┌─ Alıntılanan metin
Robin Hood'a Karşı Ertuğrul: Bizim Milletimiz Anti-Emparyalisttir!
Seçimler hızla yaklaşıyor. Türkiye sandıkta geleceğini
oylayacak. Cevaplanması beklenen sorular çok. Ak Parti hükümeti kurmak için
gerekli çoğunluğu sağlayabilecek mi? Hdp bir türlü geçemediği barajı
geçebilecek mi? Ak Parti çoğunluğu elde edemezse bir koalisyon olabilir mi? Hdp
barajı geçerse aynı anda Mhp de oy oranını arttırarak yükselişe geçer mi? Chp
oy oranını koruyacak mı, düşürecek mi yoksa hedeflediği yüzde otuz beş oy
oranına ulaşabilecek mi? Sorular sorular..
Sayın Demirtaş Ak Parti ile koalisyon kurmamız imkansız diyor.
"Imkansız" sözcüğüne dikkatinizi çekmek isterim.
"İmkansız", normal şartlarda "imkansız", memleketin hayrına
olacaksa da "imkansız". Peki niçin imkansız Sayın Demirtaş? Ülkemizi
bizim kadar sevmiyor musunuz? Vatandaşın çıkarınaysa bu işbirliği, henüz dereyi
görmeden paçalarınızı sıvayıp siz niçin böylesine net bir şekilde hayır
imkansız diyebiliyorsunuz?
İyi ki de bir koalisyon kurmayacaksınız sayın Demirtaş. Bu seçimlerden bir
koalisyon çıkmayacak. Zaten kurabilir misiniz? Kurabilseniz bu kadar net
konuşur muydunuz?
Koalisyonlar çöplüğü bir ülkeyiz. Son koalisyon getirdiği ekonomik krizle çok
sayıda bankanın batmasına ve hortumlanmasına sebep oldu. Vatandaşın geçim
seviyesi en aşağı seviyeye düştü. Yüzlerce insanın işyeri battı ve insanlar
işyerini kapattı. Aileler dağıldı, intihar edenler oldu. Ülkeyi bulunduğu
bataktan koalisyon hükümeti değil, çoğunluğu elinde tutan bir hükümet çıkardı,
üstelik tepesinde sallanıp duran vesayet rejiminin kılıcına rağmen. Ülkenin
sekülerist laikleri kasayı boşaltırken muhafazakarlar kasayı tekrar doldurdu.
Sayın Demirtaş varsın sözünü ettiği koalisyona oturmasın. Maalesef farkına
varamadığı şey şu: adı zikredilmeyen bir koalisyon, çözüm sürecini isteyen ve
destekleyen Türkler ve Kürtler arasında bir ittifak zaten var. Eğer bu ittifak
olmasaydı, bu koalisyon olmasaydı bugün hala ölümlerin yasını tutuyor,
bayraklara sarılı cenazeleri yurdun dört bir yanında toprağa veriyor olurduk.
└─
┌─ Kayıtlar
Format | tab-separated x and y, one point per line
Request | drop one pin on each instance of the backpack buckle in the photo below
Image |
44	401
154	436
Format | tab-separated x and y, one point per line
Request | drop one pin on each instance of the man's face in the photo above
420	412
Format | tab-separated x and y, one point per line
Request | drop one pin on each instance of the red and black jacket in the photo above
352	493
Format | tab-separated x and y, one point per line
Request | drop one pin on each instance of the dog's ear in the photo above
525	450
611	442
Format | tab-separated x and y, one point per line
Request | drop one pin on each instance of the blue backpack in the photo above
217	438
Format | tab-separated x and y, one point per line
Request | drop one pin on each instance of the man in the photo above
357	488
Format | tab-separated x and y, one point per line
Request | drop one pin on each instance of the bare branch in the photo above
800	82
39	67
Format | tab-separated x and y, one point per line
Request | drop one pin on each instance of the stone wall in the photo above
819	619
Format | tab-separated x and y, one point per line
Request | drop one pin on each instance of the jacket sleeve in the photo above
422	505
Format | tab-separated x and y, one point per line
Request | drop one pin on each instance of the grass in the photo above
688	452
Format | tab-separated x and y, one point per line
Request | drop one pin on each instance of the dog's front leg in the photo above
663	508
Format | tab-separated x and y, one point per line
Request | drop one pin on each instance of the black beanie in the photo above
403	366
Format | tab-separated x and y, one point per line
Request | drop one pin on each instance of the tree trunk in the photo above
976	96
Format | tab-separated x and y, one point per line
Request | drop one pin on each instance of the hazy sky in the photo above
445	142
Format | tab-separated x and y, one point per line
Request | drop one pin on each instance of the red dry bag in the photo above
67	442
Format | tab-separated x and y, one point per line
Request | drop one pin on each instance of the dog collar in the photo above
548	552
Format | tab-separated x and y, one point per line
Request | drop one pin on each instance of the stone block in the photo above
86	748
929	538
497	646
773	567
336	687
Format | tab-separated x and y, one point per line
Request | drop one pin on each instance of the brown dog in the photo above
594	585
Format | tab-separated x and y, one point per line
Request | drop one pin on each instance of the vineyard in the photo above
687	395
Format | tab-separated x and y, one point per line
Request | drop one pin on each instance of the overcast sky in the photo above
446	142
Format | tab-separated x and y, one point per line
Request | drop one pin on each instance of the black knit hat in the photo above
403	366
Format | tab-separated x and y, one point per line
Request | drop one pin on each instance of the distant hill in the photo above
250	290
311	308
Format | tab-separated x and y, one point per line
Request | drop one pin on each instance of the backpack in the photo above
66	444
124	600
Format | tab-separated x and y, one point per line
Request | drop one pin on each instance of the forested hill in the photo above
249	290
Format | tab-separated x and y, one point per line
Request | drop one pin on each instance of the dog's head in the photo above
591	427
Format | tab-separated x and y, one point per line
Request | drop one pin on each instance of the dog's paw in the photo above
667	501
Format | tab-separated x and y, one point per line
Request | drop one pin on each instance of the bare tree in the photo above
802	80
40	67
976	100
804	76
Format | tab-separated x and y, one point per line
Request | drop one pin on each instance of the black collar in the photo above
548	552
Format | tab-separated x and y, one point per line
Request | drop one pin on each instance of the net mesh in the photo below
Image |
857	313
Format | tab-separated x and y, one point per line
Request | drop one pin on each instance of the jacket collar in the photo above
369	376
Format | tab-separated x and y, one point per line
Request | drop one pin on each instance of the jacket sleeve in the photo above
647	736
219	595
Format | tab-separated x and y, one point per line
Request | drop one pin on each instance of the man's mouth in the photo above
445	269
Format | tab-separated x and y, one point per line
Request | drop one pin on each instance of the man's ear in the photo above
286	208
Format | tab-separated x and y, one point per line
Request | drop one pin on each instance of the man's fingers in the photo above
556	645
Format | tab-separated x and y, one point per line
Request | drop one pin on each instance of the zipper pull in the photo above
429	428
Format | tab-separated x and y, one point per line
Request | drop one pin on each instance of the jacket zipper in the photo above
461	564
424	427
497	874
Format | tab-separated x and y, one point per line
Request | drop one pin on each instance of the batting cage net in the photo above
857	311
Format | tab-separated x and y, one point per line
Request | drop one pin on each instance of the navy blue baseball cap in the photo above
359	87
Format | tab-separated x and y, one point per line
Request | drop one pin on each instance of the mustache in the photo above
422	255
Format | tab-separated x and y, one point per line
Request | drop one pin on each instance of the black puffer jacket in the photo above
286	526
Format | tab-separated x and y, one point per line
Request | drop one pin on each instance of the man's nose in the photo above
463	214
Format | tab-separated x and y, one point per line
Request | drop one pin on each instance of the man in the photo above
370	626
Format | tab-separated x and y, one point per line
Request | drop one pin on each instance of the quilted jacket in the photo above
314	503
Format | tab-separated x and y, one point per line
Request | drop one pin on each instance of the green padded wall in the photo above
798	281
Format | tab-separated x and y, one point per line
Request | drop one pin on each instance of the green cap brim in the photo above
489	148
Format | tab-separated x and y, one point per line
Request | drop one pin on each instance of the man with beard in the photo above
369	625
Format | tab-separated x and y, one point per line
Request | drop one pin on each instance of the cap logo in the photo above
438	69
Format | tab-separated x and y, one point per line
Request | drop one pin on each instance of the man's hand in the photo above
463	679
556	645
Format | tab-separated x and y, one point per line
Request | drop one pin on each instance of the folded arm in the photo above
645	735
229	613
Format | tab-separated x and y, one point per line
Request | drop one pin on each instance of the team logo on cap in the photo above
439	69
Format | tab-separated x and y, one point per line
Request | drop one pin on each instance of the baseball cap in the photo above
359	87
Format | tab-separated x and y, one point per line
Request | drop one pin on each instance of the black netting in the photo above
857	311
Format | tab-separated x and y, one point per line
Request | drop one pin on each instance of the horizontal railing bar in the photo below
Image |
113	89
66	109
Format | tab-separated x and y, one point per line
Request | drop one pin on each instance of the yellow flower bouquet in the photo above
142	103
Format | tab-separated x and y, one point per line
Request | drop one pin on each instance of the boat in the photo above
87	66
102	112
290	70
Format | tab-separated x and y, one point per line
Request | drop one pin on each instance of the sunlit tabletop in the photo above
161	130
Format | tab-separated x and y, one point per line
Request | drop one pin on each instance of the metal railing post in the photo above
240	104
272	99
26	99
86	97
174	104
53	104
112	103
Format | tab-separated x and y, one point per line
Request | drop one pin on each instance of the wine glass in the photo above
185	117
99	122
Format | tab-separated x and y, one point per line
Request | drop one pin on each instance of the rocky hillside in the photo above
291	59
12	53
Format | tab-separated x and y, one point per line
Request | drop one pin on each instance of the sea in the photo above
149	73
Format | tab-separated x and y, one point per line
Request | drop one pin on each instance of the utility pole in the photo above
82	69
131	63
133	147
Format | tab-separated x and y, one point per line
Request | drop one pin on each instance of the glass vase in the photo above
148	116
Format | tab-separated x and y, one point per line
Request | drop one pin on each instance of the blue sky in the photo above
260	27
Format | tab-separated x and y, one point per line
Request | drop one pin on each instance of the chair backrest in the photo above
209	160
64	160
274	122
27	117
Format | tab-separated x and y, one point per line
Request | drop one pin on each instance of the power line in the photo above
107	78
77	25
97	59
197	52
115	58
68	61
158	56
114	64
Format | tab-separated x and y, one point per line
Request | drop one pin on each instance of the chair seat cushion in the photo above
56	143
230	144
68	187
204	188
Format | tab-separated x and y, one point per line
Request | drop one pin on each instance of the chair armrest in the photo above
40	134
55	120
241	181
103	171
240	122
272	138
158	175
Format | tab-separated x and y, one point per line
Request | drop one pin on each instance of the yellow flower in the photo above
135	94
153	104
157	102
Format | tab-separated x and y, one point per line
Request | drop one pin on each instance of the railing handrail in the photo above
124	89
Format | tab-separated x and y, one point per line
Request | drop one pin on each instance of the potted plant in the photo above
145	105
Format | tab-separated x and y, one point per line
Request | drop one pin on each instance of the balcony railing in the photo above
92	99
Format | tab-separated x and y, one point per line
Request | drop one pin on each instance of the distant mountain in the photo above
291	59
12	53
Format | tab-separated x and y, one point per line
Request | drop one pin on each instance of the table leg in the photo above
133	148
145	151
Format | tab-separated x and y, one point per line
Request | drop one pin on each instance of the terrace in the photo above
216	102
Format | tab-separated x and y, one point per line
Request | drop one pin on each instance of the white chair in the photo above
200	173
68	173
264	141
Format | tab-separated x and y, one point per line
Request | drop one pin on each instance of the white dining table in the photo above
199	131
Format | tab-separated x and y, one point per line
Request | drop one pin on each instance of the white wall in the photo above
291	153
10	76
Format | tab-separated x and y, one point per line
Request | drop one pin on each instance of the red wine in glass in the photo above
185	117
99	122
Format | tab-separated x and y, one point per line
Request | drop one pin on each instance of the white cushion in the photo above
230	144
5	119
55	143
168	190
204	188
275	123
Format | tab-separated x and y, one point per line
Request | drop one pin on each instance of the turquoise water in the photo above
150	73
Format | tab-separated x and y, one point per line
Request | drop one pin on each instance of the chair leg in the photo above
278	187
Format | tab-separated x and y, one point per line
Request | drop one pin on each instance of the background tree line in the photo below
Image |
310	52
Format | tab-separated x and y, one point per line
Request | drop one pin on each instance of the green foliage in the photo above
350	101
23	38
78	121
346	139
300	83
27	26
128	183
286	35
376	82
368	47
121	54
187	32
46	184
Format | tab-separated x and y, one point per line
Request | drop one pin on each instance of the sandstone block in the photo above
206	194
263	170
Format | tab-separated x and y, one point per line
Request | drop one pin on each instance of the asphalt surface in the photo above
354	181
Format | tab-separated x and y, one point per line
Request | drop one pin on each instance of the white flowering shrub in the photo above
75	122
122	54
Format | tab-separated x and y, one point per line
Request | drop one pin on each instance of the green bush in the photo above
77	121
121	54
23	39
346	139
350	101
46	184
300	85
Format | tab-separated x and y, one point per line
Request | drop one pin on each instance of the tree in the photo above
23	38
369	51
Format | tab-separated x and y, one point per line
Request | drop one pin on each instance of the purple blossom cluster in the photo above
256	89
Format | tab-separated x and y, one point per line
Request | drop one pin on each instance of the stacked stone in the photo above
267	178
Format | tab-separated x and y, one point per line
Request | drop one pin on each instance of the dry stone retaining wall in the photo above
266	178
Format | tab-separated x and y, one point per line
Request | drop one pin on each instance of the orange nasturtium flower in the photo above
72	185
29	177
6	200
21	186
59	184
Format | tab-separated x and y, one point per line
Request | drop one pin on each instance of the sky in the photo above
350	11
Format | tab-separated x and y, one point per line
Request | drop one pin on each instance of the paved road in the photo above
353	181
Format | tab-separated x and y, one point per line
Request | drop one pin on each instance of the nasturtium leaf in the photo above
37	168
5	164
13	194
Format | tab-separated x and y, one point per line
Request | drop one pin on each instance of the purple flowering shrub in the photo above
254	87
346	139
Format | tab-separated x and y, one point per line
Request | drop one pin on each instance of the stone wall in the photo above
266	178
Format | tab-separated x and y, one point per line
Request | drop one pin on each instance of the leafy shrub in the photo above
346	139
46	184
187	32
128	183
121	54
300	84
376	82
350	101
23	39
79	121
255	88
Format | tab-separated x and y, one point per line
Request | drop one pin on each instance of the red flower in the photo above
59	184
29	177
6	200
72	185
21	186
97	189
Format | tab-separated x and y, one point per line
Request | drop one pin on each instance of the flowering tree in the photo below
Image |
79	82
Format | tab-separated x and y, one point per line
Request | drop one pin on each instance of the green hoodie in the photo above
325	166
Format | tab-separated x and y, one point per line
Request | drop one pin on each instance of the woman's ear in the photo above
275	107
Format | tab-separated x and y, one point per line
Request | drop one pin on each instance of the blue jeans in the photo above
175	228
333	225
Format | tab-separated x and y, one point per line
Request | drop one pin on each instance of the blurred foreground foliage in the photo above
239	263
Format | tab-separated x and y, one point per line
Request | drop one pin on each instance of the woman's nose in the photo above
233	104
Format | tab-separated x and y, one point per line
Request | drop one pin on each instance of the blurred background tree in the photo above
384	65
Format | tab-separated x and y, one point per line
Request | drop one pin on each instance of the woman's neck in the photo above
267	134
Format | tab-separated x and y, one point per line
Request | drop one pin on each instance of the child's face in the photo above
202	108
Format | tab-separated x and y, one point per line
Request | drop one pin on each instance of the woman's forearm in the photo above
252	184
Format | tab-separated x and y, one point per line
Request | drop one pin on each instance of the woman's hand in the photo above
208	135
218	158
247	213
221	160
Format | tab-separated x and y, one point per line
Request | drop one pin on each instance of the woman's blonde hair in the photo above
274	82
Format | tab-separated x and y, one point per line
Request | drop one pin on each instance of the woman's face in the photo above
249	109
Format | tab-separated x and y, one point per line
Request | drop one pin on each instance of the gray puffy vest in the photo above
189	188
└─
* [Yapılacaklar]:
A – Alıntılanan metinden "Koalisyonlar çöplüğü bir" ile "kasayı tekrar doldurdu." arasındaki bölümü, bu iki ifade de dahil olmak üzere aynen yazın.
B – Alıntılanan metinde "Koalisyonlar çöplüğü bir ülkeyiz" sözleriyle başlayan paragrafı, ana bilgilerini koruyarak kısa bir madde listesine dönüştürün.

* [Görev çıktıları]:
A –
Koalisyonlar çöplüğü bir ülkeyiz. Son koalisyon getirdiği ekonomik krizle çok
sayıda bankanın batmasına ve hortumlanmasına sebep oldu. Vatandaşın geçim
seviyesi en aşağı seviyeye düştü. Yüzlerce insanın işyeri battı ve insanlar
işyerini kapattı. Aileler dağıldı, intihar edenler oldu. Ülkeyi bulunduğu
bataktan koalisyon hükümeti değil, çoğunluğu elinde tutan bir hükümet çıkardı,
üstelik tepesinde sallanıp duran vesayet rejiminin kılıcına rağmen. Ülkenin
sekülerist laikleri kasayı boşaltırken muhafazakarlar kasayı tekrar doldurdu.

B –
- Türkiye koalisyonlar çöplüğü bir ülkedir.
- Son koalisyonun getirdiği ekonomik kriz, çok sayıda bankanın batmasına ve hortumlanmasına yol açtı.
- Vatandaşın geçim seviyesi en alt düzeye indi.
- Yüzlerce kişinin işyeri battı ve kapandı.
- Aileler dağıldı, intihar edenler oldu.
- Ülkeyi bu bataktan, vesayet rejiminin kılıcına rağmen, koalisyon değil çoğunluğa sahip bir hükümet çıkardı.
- Sekülerist laikler kasayı boşalttı, muhafazakârlar yeniden doldurdu.